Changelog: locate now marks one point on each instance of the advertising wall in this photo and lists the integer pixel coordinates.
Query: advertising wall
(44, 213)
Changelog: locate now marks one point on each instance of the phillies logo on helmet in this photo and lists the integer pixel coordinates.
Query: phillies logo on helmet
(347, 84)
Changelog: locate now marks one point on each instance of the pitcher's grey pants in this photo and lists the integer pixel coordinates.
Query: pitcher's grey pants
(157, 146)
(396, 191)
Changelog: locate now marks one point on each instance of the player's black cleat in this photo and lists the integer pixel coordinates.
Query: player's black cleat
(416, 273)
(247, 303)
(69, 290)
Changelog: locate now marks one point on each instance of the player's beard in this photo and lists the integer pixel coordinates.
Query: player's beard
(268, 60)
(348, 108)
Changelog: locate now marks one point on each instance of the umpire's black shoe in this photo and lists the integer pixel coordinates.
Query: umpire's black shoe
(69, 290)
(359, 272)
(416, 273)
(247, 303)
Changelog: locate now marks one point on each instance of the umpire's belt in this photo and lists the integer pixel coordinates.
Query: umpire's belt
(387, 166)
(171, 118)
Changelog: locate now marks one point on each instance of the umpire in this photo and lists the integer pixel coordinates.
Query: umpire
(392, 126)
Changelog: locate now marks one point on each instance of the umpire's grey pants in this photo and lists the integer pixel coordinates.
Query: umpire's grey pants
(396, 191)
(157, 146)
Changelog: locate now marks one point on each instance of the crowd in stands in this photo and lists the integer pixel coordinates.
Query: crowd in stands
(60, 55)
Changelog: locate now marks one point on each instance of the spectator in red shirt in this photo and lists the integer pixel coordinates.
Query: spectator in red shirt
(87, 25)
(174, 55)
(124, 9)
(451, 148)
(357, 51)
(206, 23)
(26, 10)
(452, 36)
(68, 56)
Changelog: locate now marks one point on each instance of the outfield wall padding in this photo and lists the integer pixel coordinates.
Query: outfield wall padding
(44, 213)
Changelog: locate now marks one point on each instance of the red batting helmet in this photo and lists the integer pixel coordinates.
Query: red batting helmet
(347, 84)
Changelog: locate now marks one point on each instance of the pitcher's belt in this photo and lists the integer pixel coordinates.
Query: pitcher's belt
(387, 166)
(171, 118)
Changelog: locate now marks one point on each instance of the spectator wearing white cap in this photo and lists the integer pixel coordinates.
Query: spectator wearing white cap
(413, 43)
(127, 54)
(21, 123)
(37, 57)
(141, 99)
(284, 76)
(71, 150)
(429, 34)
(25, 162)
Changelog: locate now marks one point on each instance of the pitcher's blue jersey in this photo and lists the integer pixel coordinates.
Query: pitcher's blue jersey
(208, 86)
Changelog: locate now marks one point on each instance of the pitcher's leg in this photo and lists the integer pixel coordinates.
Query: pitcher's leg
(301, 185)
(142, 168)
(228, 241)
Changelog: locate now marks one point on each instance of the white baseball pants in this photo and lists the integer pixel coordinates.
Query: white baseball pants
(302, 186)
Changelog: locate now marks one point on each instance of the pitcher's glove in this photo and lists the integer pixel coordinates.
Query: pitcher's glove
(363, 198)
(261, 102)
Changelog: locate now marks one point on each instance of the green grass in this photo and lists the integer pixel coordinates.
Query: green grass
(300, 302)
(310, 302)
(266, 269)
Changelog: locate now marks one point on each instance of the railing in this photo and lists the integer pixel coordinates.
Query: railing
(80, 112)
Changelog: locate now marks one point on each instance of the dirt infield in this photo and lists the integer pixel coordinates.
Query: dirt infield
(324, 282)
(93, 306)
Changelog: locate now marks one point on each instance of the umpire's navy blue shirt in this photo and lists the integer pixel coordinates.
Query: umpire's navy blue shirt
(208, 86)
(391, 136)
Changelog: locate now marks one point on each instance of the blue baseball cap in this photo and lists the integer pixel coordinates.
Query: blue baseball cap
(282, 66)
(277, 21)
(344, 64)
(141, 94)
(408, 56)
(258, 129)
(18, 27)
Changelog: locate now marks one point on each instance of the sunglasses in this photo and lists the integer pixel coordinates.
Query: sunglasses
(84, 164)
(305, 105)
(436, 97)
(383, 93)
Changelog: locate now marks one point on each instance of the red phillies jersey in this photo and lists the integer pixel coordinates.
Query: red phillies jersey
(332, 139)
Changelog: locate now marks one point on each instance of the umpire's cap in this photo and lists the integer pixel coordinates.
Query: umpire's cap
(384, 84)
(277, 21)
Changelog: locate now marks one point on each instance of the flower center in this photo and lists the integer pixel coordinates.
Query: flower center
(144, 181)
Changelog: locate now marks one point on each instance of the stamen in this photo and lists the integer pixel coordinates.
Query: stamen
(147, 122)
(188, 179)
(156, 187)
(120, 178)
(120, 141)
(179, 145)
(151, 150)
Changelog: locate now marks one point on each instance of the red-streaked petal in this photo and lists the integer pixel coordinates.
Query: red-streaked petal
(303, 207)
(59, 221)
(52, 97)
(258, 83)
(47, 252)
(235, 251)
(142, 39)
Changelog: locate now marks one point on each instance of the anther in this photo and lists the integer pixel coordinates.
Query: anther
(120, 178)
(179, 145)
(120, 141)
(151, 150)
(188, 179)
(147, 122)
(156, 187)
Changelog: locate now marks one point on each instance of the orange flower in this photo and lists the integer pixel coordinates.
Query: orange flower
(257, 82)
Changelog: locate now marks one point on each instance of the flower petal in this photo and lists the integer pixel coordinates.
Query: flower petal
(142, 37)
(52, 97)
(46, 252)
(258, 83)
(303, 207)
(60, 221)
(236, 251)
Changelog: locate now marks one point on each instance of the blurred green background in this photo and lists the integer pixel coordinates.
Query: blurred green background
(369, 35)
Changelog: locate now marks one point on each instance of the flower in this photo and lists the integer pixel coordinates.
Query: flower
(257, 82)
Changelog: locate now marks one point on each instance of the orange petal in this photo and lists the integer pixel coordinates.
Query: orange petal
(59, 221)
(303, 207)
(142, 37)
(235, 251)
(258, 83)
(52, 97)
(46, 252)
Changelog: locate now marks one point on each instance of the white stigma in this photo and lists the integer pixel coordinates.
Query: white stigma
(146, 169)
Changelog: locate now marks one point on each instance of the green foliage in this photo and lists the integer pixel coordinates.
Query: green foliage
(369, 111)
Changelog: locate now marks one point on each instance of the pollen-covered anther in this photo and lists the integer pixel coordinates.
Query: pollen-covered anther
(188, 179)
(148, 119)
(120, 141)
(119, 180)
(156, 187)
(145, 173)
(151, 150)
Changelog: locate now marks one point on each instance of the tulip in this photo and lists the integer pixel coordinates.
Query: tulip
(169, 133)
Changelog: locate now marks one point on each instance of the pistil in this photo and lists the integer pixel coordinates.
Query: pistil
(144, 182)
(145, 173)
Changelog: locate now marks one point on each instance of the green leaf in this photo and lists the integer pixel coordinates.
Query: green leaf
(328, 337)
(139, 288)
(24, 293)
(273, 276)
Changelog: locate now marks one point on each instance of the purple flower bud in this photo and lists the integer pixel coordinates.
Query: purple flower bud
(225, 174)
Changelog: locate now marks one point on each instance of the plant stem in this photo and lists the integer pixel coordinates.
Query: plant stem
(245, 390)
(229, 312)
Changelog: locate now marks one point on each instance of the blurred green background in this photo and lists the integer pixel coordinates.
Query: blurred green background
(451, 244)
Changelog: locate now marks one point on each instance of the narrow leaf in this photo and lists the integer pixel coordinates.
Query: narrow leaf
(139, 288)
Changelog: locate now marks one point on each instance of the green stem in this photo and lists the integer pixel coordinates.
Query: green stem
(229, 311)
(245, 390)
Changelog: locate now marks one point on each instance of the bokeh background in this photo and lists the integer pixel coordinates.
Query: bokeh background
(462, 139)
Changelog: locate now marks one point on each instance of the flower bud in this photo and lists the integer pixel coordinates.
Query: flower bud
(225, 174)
■ ■ ■ ■ ■ ■ ■
Aim of the exercise - Rewrite everything from the line containing "of the bokeh" down to the last line in full, rescaling each point coordinate by 2.55 and rounding to whole numbers, with halves rounded up.

Correct answer -
Changelog: locate now marks one point on each instance of the bokeh background in this photo and lists the integer pixel coordinates.
Query: bokeh background
(1178, 354)
Changelog: locate now marks one point on each instance of the flower bud in this photo and lists the integer pixel coordinates.
Query: flower bud
(574, 444)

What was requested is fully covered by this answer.